PROBLEM STATEMENT. Rewrite the lines from the first one through the line holding "[180,69,269,151]", both included, with "cream fabric" changed to "beige fabric" and nothing else altered.

--------------------------------------------------

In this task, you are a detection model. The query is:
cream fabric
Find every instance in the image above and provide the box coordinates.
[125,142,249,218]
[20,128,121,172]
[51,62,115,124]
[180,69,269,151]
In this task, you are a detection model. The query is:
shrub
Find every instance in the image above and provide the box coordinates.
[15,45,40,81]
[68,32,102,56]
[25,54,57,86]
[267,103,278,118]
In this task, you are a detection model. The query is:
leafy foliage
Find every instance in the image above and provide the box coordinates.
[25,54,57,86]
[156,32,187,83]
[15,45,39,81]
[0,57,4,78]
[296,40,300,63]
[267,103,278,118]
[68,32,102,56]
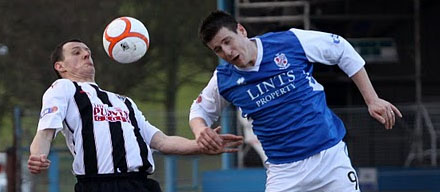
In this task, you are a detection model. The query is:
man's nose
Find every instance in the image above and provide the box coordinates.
[223,46,232,57]
[83,51,90,59]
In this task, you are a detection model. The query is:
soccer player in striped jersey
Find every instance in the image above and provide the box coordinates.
[189,11,402,192]
[28,40,242,192]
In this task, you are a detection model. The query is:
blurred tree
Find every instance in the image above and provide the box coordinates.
[121,0,217,135]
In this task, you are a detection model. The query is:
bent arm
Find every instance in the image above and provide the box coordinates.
[150,128,243,155]
[28,129,55,174]
[30,129,55,158]
[351,67,402,129]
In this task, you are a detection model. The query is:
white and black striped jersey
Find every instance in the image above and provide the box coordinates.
[38,79,160,175]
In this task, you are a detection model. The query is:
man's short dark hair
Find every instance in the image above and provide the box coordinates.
[50,39,84,79]
[199,10,238,45]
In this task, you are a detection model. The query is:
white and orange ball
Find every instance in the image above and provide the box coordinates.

--------------------------------------------------

RESPONSE TO THIS TASK.
In this task, you are a detection model. The query is:
beige fabric
Find every instance in the image above and provide the box coordinates.
[125,142,249,218]
[20,128,121,172]
[51,62,115,124]
[180,69,269,151]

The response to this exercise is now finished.